Set exercise: Write out every line of the data below as a JSON list of strings, one string for each line, skipping any blank lines. Leave the pictures out.

Entries provided:
------------------------------------------------------------------------

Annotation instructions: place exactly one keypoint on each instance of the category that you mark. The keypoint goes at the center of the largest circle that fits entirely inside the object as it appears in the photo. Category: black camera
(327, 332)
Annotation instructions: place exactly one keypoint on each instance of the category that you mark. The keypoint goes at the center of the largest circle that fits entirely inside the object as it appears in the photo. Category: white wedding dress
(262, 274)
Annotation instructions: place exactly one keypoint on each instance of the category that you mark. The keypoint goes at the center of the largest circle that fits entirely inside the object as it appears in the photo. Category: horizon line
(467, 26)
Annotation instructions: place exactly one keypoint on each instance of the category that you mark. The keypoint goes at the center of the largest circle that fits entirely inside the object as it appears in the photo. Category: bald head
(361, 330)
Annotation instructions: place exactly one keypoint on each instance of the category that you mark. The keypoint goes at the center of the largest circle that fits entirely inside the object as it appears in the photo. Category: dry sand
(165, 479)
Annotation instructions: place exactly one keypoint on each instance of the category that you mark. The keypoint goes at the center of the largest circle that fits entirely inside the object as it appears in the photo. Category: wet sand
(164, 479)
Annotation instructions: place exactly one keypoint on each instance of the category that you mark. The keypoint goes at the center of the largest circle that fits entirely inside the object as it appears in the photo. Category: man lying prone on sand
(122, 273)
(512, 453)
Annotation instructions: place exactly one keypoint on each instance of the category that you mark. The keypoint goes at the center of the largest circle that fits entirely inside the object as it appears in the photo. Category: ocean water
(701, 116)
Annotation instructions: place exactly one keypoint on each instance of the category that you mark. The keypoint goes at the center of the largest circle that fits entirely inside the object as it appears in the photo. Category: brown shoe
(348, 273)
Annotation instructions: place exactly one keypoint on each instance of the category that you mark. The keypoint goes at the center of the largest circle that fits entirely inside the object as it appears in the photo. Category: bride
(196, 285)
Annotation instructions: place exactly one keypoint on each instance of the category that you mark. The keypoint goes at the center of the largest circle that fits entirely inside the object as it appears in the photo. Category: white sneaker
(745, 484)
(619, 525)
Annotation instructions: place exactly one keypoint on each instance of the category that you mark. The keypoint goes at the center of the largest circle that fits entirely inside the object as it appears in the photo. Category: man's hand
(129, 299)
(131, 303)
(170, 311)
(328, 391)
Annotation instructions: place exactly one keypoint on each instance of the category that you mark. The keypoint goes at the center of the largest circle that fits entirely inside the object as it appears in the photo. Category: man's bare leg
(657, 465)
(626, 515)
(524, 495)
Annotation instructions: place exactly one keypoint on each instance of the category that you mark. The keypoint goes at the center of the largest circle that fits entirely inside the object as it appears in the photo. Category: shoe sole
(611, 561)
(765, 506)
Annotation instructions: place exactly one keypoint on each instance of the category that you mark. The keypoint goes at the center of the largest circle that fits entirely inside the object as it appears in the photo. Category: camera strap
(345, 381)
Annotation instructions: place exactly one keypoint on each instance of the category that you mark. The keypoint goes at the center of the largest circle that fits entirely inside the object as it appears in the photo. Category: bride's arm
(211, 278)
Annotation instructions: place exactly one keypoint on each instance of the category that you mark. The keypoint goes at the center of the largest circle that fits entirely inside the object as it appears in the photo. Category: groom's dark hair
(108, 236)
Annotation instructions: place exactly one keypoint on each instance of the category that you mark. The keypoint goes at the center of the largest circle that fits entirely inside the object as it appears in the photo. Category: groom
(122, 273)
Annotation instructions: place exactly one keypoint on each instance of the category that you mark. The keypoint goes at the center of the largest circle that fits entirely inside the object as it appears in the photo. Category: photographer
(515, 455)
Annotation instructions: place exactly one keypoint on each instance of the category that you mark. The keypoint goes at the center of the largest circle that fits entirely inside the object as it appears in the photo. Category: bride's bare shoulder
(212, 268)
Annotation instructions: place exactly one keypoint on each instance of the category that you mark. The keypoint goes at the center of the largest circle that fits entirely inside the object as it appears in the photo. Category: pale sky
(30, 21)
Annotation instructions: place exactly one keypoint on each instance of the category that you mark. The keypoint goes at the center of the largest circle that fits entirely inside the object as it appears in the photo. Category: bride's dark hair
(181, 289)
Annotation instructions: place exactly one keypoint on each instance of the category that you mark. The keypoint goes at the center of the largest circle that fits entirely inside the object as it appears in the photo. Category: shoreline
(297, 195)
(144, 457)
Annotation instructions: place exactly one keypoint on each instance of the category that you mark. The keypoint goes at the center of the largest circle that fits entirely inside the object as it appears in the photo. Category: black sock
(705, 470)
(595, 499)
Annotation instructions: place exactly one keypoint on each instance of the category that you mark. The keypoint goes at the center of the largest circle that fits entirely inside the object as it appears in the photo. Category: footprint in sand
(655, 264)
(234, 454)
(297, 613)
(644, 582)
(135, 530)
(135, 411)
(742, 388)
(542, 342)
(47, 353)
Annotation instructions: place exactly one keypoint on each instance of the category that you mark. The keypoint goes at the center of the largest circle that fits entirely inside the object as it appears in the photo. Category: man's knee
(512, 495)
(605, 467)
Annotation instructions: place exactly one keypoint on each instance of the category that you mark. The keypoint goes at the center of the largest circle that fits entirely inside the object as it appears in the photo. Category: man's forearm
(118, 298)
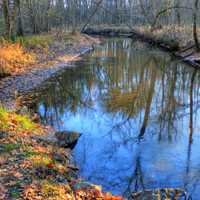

------------------------------------------------------------------------

Expected answer:
[
  "Annotation instructions: place exactly one keypoint on each instance of the category that you mark. The keypoint goes at the center of the largest circle that fits entirely inside the object as it appears in the photo. Category: black camera",
  "(327, 332)",
  "Annotation instructions: place exactly one keypoint on each instance of the category that you mark. The keypoint goes at the center of the largest circle that fits entirely inside the object as it appears in the photo. Category: white wedding dress",
  "(262, 274)",
  "Annotation instructions: place exactly one keypoint on each instance of the category that you mark. The keypoint goes at the center of the largest circle that fits entirely inside the object as it appears in the photo. Category: horizon line",
  "(467, 26)",
  "Annotation instructions: place exactly one keypoint on each instance of the category that you mark. The keypoint goes at the center of the largest circle that fits entirely inside the object as it appears in the photo. Category: bald head",
  "(361, 330)",
  "Annotation instructions: place exactly one keypoint on each instance of the category that you mark. The keypoint goes at the center of the largest circle that fits entirely inside the object as it appears in the photo. Category: dry sand",
  "(165, 479)",
  "Annotation instructions: place exactly one keypoint on each instance of the category that you mark. The keypoint goes at the center of the largest circle that fits entirely inside the object as it appears in the photo. Category: wet sand",
  "(164, 479)",
  "Annotation instructions: place exactly one keypoint on each instance of the category that you mark. The keypoint goes at the center of the largest circle that fits entirely inside the object as it appears in the photo. Category: man lying prone on sand",
  "(122, 273)",
  "(512, 453)",
  "Annotation instructions: place exactly one keypoint on each instance of the category that you mark. The keypoint goes at the center of the largest circle that fits entirely inside the object as it appears in the photo. Category: ocean water",
  "(701, 116)",
  "Annotation instructions: place exactly one keypoint on each instance of the category that you mark. The keypoint goes at the center of the largest circle that fits entirely inside the object as it appears in the photo. Category: brown shoe",
  "(348, 273)",
  "Annotation instructions: place exactly one keypoint on each instance of the category that you mark. The keypoint goes at the center of the largest circle that fits entirely inside the object as it appears in the photo. Category: bride",
  "(196, 285)",
  "Annotation instructions: place exactly one keypoint on each instance of the category that you mark. The keypoint goes at the center of the largest circle that fits entirely inside the object as it appears in the photo. Category: white sneaker",
  "(745, 484)",
  "(619, 525)",
  "Annotation instructions: place exactly one keypoint on each instance of the category that you mark. The keypoint goes at the center of the largest circle that fits entirely inside the object as it appears in the photo. Category: man's hand",
  "(129, 299)",
  "(131, 303)",
  "(170, 311)",
  "(328, 391)",
  "Annotation instructions: place exactly one keypoint on each instance of the category that you mark. The keypoint goes at the center of the largest circle that fits entirely inside the object as it appears in the photo. Category: man's bare leg",
  "(657, 465)",
  "(626, 515)",
  "(524, 495)",
  "Annotation instructions: place exactly one keypoint on each instance of the category that you mark. The keypoint goes at the center of the largest circle that fits entirely inside the object as it appears in the photo. Category: shoe sole",
  "(611, 561)",
  "(765, 506)",
  "Annotation instructions: place exactly one keypoint on each instance of the category that you mark. The keypoint goes at the center of the largest circle that fits entirely inside the object as it appears in the photo. Category: camera strap",
  "(345, 381)",
  "Annotation instructions: place exactly one keypoint on each instance of the category that you mark. The keypoint goes at the center of the largest circle that fits entirely inside the object as it appears in the photo. Category: bride's arm",
  "(211, 278)",
  "Annotation instructions: place exactly one keypoint on each instance of the category that you mark. The keypoint goes at the center of the largest circle that fits entirely inside the object as it appears in the photo. Category: groom's dark hair",
  "(108, 236)",
  "Annotation instructions: place exactly one keypoint on each instance of the category that you mark. The keypoint goes at the center of the largest circle that fits entirely inside the object as it appears in the photo. Category: groom",
  "(122, 273)",
  "Annotation instructions: place exactly one keypoint on each instance of the category that you mark. The keypoint goes at the center of the largest circle that fits entirely inside the object as it appears in the photo. Category: photographer",
  "(515, 455)",
  "Annotation instructions: place exactly one keypoint on each instance of the category that you mark. The keypoint goes at the center of the largest circle that fits entirely inside the object as it appears in the photo. Category: bride's bare shoulder",
  "(212, 268)",
  "Annotation instructions: place exactly one keypoint on each instance of the category that you mark. The keypoint goes at the center of the largest circle that fits entirely inside the object as it appears in the photo. Category: pale sky",
  "(30, 21)",
  "Annotation instructions: place exactly one keypoint on each instance of the category that you mark. The keypoint goes at the center of the largest circle that fits entirely inside the object as it appears in the photo. Category: bride's dark hair",
  "(181, 289)",
  "Annotation instructions: place exactly one keypoint on each instance of the category that you mark. The keypoint goes at the center of the largest circle that fits entirely inside the object as it appears in the photo. Category: shoreline",
  "(297, 195)",
  "(144, 457)",
  "Annotation instructions: place exactly one keypoint on each instance of the category that you mark. The keypoint goes at the center of the largest circle that fits entirely inside the object as it appears in the photo. Category: black sock",
  "(705, 470)",
  "(595, 499)",
  "Annotation instructions: place exactly one keypoint on each instance of the category that you mark. The keypoint goes at the center of the largest circle that fits entirely inside the object as it appears in the photo. Category: footprint in sand",
  "(655, 264)",
  "(234, 454)",
  "(297, 613)",
  "(644, 582)",
  "(135, 530)",
  "(135, 411)",
  "(742, 388)",
  "(542, 342)",
  "(47, 353)",
  "Annotation instructions: place exactly one keypoint on each instance of the category that you mark. The keypoint goes at the center of the largest circle that fits entirely inside the object as it appears in the photo. Category: man's knee",
  "(512, 495)",
  "(605, 467)",
  "Annotation instructions: place exactly one keypoint on each instance of the category that you mark. The keypoint goes at the center of the largest circle that fits entirely inside the object as it appears in the photo. Category: man's forearm",
  "(118, 298)"
]